### Input data
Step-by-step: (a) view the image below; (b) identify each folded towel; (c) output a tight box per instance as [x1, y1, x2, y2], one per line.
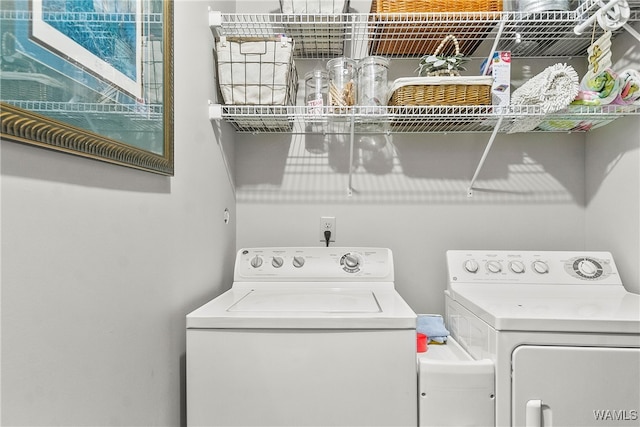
[508, 64, 579, 133]
[611, 69, 640, 105]
[580, 68, 620, 105]
[416, 314, 449, 343]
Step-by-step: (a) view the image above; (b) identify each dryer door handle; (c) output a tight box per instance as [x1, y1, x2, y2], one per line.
[524, 399, 542, 427]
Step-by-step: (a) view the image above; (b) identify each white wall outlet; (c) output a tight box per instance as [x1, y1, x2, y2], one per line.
[320, 216, 336, 242]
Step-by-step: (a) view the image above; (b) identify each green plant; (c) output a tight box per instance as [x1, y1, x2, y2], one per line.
[416, 55, 469, 77]
[416, 35, 470, 77]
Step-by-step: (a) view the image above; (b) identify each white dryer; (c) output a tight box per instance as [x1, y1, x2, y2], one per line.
[445, 250, 640, 427]
[186, 248, 417, 426]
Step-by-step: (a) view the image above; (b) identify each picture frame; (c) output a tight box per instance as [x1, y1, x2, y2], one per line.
[0, 0, 174, 176]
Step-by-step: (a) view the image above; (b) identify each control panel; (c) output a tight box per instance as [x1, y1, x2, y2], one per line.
[447, 250, 621, 284]
[234, 247, 393, 282]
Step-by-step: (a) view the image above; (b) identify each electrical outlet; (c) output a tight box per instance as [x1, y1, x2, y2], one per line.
[320, 216, 336, 242]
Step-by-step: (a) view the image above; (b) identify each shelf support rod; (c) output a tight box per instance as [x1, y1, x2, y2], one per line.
[467, 116, 504, 197]
[347, 112, 355, 197]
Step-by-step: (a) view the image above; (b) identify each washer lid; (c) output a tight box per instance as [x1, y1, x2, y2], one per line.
[187, 287, 416, 329]
[228, 288, 382, 313]
[449, 283, 640, 334]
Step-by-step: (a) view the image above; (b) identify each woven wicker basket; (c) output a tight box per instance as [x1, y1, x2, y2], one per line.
[389, 76, 493, 107]
[372, 0, 502, 13]
[369, 0, 502, 56]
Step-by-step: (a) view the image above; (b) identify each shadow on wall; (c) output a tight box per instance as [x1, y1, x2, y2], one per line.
[236, 133, 584, 205]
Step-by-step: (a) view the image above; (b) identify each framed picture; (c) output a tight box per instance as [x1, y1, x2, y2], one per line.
[0, 0, 173, 175]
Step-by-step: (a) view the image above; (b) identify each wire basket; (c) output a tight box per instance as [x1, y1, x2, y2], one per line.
[216, 37, 298, 105]
[280, 0, 349, 58]
[216, 37, 298, 131]
[369, 0, 502, 56]
[372, 0, 502, 13]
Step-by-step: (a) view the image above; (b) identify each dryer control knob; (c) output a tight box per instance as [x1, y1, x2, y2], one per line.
[293, 256, 304, 268]
[250, 255, 262, 268]
[532, 259, 549, 274]
[487, 261, 502, 273]
[464, 259, 478, 273]
[509, 261, 524, 274]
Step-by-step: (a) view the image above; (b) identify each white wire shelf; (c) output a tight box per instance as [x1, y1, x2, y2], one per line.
[209, 0, 640, 59]
[216, 105, 640, 135]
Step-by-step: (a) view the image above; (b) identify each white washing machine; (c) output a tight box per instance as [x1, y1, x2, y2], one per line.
[186, 248, 417, 426]
[445, 250, 640, 427]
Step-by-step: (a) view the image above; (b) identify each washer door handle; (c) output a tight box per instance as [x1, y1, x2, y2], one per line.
[524, 399, 542, 427]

### What is needed
List every line of the records that contains the word "washer", treating uppercase and lowercase as different.

### Finished answer
Step-by-step: (a) view the image above; (b) identify each washer lid; (c) output a tight box per instance as [x1, y1, x2, y2], one per line.
Step-by-step: (a) view the image above; (b) identify each washer door handle; (c) output a tight box per instance as [x1, y1, x2, y2], one per line.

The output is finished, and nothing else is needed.